Extract:
On February 20, 2017, Twice had a live broadcast on Naver V Live at 20:00 KST to celebrate their comeback with fans. The group talked about the album, the lead single "Knock Knock" and its music video, as well as their first solo concert which was held on February 17–19 and Asian tour. They also performed the full choreography of "Knock Knock". The next day, Twice recorded their appearance on the February 25 episode of You Hee-yeol's Sketchbook, their first variety show for Twicecoaster: Lane 2. The group's appearance was included in the show's special monthly episodes with the concept "Songs I want to sing for those in their 20s."

On February 23, Twice held their first comeback stage on M Countdown. It was then followed by performances on February 24 to 26 on Music Bank, Show! Music Core and Inkigayo respectively; continued on the March 7 episode of The Show, and Show Champion on the 8th. The group ended their music show promotions on March 12 on Inkigayo.

==Japanese version==
On February 24, 2017, Twice officially announced that their debut in Japan was set for June 28. They released a compilation album titled #Twice which consists of ten songs including both Korean and Japanese-language versions of "Knock Knock". The Japanese lyrics were written by the same lyricists of the original version.

==Accolades==

Awards and nominations for "Knock Knock"

Dataset extract:
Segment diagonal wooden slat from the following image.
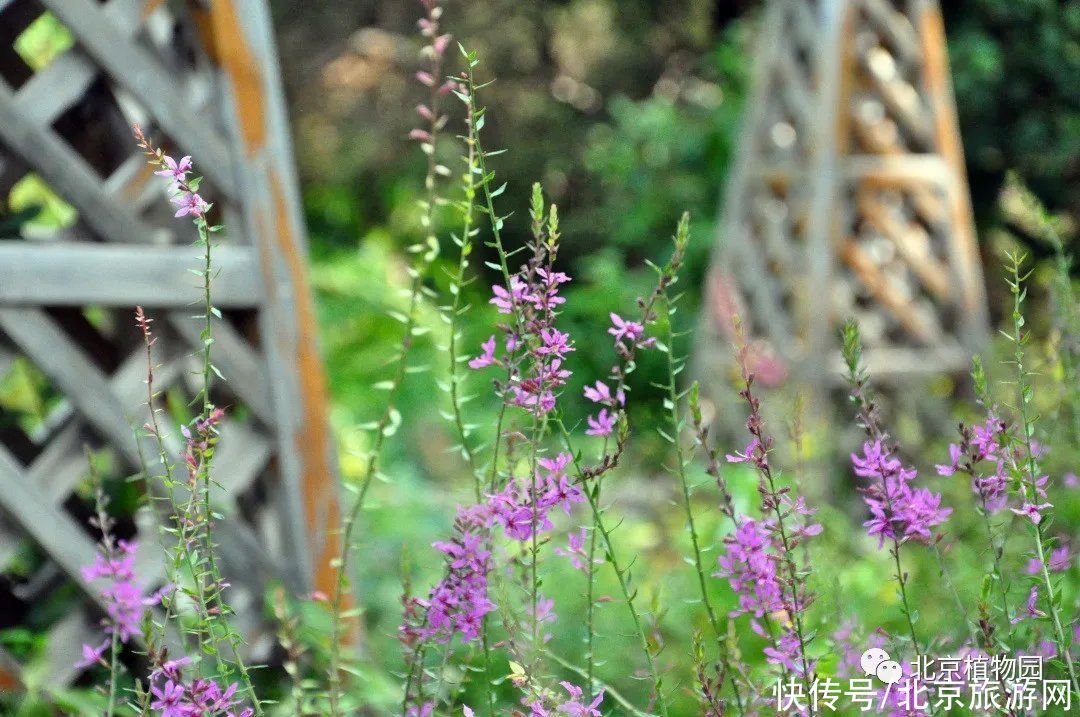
[16,0,157,126]
[0,308,274,578]
[0,241,262,309]
[41,0,235,199]
[0,81,164,248]
[168,312,274,424]
[0,446,105,609]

Activity 1: According to the text about Twice's "Knock Knock," on what date and on which program did the group end their music show promotions?
Activity 2: Write what comes next in the text about Twice's "Knock Knock," starting after its last line.
The entries have nothing to do with this.

Task response 1: They ended them on March 12, on Inkigayo.

Task response 2:
| Year | Award | Category | Result | Ref. |
| 2017 | 9th Melon Music Awards | Best Song Award (Song of the Year) | Nominated |  |
| Best Dance – Female | Won |
| 2018 | 32nd Golden Disc Awards | Digital Daesang (Song of the Year) | Nominated |  |
| Digital Bonsang | Won |
| 7th Gaon Chart Music Awards | Artist of the Year – Digital Music (February) | Won |  |

Music program awards
| Program | Date (9 total) | Ref. |
| M Countdown | March 2, 2017 |  |
| March 16, 2017 |  |
| Music Bank | March 3, 2017 |  |
| March 17, 2017 |  |
| Inkigayo | March 5, 2017 |  |
| March 12, 2017 |  |
| March 19, 2017 |  |
| The Show | March 7, 2017 |  |
| Show Champion | March 8, 2017 |  |

==Charts==

===Weekly charts===

Weekly chart performance
| Chart (2017) | Peak position |
|---|---|
| Japan (Japan Hot 100) | 15 |
| Philippines (Philippine Hot 100) | 100 |
| South Korea (Gaon) | 1 |
| South Korea (Kpop Hot 100) | 25 |
| US World Digital Song Sales (Billboard) | 5 |

===Year-end charts===

Year-end chart performance
| Chart (2017) | Position |
|---|---|
| Japan (Japan Hot 100) | 60 |
| South Korean (Gaon) | 8 |

==Certifications==

Certifications
| Region | Certification | Certified units/sales |
| Japan (RIAJ) | Gold | 50,000,000^{†} |
^{†} Streaming-only figures based on certification alone.